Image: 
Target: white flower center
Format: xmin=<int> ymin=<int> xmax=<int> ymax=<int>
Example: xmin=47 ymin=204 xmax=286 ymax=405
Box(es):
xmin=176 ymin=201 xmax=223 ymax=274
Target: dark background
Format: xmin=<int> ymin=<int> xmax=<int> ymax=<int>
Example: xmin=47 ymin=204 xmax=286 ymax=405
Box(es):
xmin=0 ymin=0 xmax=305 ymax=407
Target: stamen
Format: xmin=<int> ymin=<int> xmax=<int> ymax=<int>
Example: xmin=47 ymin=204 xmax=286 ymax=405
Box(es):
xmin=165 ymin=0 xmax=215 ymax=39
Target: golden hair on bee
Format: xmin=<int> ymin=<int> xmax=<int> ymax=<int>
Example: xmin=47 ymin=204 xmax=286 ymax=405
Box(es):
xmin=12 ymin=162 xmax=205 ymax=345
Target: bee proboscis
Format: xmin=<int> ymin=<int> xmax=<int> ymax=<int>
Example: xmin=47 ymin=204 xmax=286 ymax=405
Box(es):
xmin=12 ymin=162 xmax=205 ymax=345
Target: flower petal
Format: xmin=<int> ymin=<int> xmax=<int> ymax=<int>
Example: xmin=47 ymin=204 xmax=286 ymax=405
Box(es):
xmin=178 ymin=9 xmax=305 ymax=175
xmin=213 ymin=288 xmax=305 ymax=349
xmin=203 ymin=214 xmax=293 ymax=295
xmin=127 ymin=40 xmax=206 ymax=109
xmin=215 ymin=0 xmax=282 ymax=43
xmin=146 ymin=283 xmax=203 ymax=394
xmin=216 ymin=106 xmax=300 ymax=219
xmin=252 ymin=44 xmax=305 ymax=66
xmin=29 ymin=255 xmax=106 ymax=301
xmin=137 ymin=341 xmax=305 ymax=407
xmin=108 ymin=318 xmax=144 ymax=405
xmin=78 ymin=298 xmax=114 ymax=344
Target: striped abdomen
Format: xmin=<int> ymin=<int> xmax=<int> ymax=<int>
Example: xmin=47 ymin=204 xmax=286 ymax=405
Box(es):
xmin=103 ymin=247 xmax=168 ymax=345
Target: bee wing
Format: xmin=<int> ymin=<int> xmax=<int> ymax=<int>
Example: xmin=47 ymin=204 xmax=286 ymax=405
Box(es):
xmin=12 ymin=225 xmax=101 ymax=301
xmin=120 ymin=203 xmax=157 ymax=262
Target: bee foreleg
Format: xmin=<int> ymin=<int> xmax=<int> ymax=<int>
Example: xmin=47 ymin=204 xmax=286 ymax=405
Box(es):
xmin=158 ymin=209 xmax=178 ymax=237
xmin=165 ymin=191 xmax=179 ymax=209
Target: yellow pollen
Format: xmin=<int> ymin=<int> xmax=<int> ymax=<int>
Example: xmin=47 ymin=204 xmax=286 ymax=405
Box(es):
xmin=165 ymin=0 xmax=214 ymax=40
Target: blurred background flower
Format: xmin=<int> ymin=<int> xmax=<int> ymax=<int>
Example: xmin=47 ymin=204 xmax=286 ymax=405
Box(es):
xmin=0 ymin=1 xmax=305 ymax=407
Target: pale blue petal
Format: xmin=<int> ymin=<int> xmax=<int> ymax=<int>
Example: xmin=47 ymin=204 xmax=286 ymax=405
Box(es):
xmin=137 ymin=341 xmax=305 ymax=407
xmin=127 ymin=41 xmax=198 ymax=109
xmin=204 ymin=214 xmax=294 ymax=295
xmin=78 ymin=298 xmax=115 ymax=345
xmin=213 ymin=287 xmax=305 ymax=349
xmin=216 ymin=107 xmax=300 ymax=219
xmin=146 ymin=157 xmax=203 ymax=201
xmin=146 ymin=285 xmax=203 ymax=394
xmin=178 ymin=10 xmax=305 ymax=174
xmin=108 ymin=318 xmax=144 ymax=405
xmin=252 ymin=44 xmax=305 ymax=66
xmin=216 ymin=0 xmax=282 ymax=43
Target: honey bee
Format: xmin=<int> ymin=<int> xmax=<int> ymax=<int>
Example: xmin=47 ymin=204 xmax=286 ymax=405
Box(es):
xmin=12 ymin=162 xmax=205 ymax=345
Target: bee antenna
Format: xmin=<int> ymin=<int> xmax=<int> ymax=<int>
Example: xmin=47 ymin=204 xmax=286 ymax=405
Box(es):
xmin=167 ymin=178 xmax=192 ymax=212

### PROBLEM STATEMENT
Give every line of the material above as a Markdown table with the columns Row and Material line, numbering the rows in order and leaving out blank lines.

### SOLUTION FOR THIS PROBLEM
| Row | Material line |
|---|---|
| 1 | Image:  |
| 2 | Target: white flower center |
| 3 | Format: xmin=<int> ymin=<int> xmax=<int> ymax=<int> |
| 4 | Example: xmin=47 ymin=204 xmax=286 ymax=405 |
| 5 | Box(es): |
| 6 | xmin=176 ymin=201 xmax=223 ymax=274 |
| 7 | Target: dark background |
| 8 | Format: xmin=<int> ymin=<int> xmax=<int> ymax=<int> |
| 9 | Example: xmin=47 ymin=204 xmax=286 ymax=405 |
| 10 | Box(es): |
| 11 | xmin=0 ymin=0 xmax=305 ymax=407 |
| 12 | Target: stamen |
| 13 | Format: xmin=<int> ymin=<int> xmax=<int> ymax=<int> |
| 14 | Example: xmin=47 ymin=204 xmax=286 ymax=405 |
| 15 | Box(es): |
| 16 | xmin=165 ymin=0 xmax=215 ymax=39 |
| 17 | Target: golden hair on bee |
| 18 | Format: xmin=<int> ymin=<int> xmax=<int> ymax=<int> |
| 19 | Example: xmin=47 ymin=204 xmax=286 ymax=405 |
| 20 | Box(es): |
| 21 | xmin=12 ymin=162 xmax=205 ymax=345 |
| 22 | Target: bee proboscis |
| 23 | Format: xmin=<int> ymin=<int> xmax=<int> ymax=<int> |
| 24 | Example: xmin=47 ymin=204 xmax=286 ymax=405 |
| 25 | Box(es): |
| 26 | xmin=12 ymin=162 xmax=205 ymax=345 |
| 27 | Target: flower petal |
| 28 | Format: xmin=<int> ymin=<int> xmax=<int> ymax=<int> |
| 29 | Example: xmin=47 ymin=204 xmax=286 ymax=405 |
| 30 | Box(es): |
| 31 | xmin=178 ymin=9 xmax=305 ymax=175 |
| 32 | xmin=213 ymin=288 xmax=305 ymax=349 |
| 33 | xmin=203 ymin=214 xmax=293 ymax=295 |
| 34 | xmin=127 ymin=40 xmax=206 ymax=109 |
| 35 | xmin=215 ymin=0 xmax=282 ymax=43 |
| 36 | xmin=146 ymin=283 xmax=203 ymax=394 |
| 37 | xmin=216 ymin=106 xmax=300 ymax=219 |
| 38 | xmin=252 ymin=44 xmax=305 ymax=66 |
| 39 | xmin=29 ymin=255 xmax=106 ymax=301 |
| 40 | xmin=137 ymin=341 xmax=305 ymax=407 |
| 41 | xmin=108 ymin=318 xmax=144 ymax=405 |
| 42 | xmin=78 ymin=298 xmax=114 ymax=344 |
| 43 | Target: striped abdomen |
| 44 | Format: xmin=<int> ymin=<int> xmax=<int> ymax=<int> |
| 45 | Example: xmin=47 ymin=204 xmax=286 ymax=405 |
| 46 | Box(es): |
| 47 | xmin=103 ymin=247 xmax=168 ymax=345 |
| 48 | Target: bee wing |
| 49 | Format: xmin=<int> ymin=<int> xmax=<int> ymax=<int> |
| 50 | Example: xmin=47 ymin=204 xmax=286 ymax=405 |
| 51 | Box(es): |
| 52 | xmin=12 ymin=225 xmax=101 ymax=301 |
| 53 | xmin=120 ymin=203 xmax=157 ymax=262 |
| 54 | Target: bee foreleg |
| 55 | Format: xmin=<int> ymin=<int> xmax=<int> ymax=<int> |
| 56 | Example: xmin=47 ymin=204 xmax=286 ymax=405 |
| 57 | Box(es): |
| 58 | xmin=158 ymin=209 xmax=178 ymax=237 |
| 59 | xmin=165 ymin=191 xmax=179 ymax=209 |
| 60 | Target: yellow pollen |
| 61 | Format: xmin=<int> ymin=<int> xmax=<int> ymax=<int> |
| 62 | Example: xmin=47 ymin=204 xmax=286 ymax=405 |
| 63 | Box(es): |
| 64 | xmin=165 ymin=0 xmax=214 ymax=40 |
| 65 | Target: blurred background flower |
| 66 | Format: xmin=<int> ymin=<int> xmax=<int> ymax=<int> |
| 67 | Example: xmin=47 ymin=204 xmax=286 ymax=405 |
| 68 | Box(es): |
| 69 | xmin=0 ymin=1 xmax=305 ymax=407 |
| 70 | Target: pale blue petal |
| 71 | Format: xmin=<int> ymin=<int> xmax=<int> ymax=<int> |
| 72 | Example: xmin=47 ymin=204 xmax=286 ymax=405 |
| 73 | Box(es): |
| 74 | xmin=137 ymin=341 xmax=305 ymax=407 |
| 75 | xmin=127 ymin=41 xmax=198 ymax=109 |
| 76 | xmin=204 ymin=214 xmax=294 ymax=295 |
| 77 | xmin=78 ymin=298 xmax=115 ymax=345 |
| 78 | xmin=213 ymin=287 xmax=305 ymax=349 |
| 79 | xmin=216 ymin=107 xmax=300 ymax=219 |
| 80 | xmin=146 ymin=157 xmax=203 ymax=201 |
| 81 | xmin=146 ymin=285 xmax=203 ymax=394 |
| 82 | xmin=178 ymin=10 xmax=305 ymax=174 |
| 83 | xmin=108 ymin=318 xmax=144 ymax=405 |
| 84 | xmin=252 ymin=44 xmax=305 ymax=66 |
| 85 | xmin=216 ymin=0 xmax=282 ymax=43 |
| 86 | Target: honey bee |
| 87 | Format: xmin=<int> ymin=<int> xmax=<int> ymax=<int> |
| 88 | Example: xmin=47 ymin=204 xmax=286 ymax=405 |
| 89 | Box(es): |
| 90 | xmin=12 ymin=162 xmax=205 ymax=345 |
| 91 | Target: bee antenna |
| 92 | Format: xmin=<int> ymin=<int> xmax=<int> ymax=<int> |
| 93 | Example: xmin=47 ymin=204 xmax=286 ymax=405 |
| 94 | Box(es): |
| 95 | xmin=167 ymin=178 xmax=192 ymax=212 |